Exercise prompt - Output exactly the line containing "Trace the outline of every instance of the number" and each line after it through the last line of the records, and nothing else.

Source records -
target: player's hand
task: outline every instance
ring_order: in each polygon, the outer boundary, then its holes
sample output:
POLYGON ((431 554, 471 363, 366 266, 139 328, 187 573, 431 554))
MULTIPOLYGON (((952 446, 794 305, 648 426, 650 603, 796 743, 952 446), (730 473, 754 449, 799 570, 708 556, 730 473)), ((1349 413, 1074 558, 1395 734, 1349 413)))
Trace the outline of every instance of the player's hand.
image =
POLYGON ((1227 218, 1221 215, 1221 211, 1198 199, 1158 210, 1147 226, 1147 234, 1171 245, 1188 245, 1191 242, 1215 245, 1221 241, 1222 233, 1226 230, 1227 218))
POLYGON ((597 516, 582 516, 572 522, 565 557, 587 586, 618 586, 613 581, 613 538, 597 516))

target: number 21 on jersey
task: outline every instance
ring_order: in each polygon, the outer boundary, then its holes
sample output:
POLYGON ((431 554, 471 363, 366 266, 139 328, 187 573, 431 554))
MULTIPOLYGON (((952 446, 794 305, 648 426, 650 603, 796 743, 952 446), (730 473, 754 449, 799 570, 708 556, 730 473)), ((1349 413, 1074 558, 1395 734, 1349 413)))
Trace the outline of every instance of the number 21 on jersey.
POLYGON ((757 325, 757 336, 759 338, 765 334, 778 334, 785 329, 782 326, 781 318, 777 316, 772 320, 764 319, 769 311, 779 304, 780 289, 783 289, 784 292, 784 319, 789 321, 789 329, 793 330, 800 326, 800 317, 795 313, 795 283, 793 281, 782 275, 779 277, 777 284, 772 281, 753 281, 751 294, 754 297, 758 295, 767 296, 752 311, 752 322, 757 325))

Your response -
Trace the outline of every instance of the number 21 on jersey.
POLYGON ((757 325, 757 336, 759 338, 765 334, 778 334, 785 329, 782 326, 781 318, 777 316, 772 320, 764 319, 769 311, 779 304, 780 289, 783 289, 784 292, 784 319, 789 321, 789 329, 793 330, 800 326, 800 317, 795 313, 795 283, 793 281, 782 275, 779 277, 777 284, 772 281, 753 281, 751 294, 754 297, 758 295, 767 296, 752 311, 752 322, 757 325))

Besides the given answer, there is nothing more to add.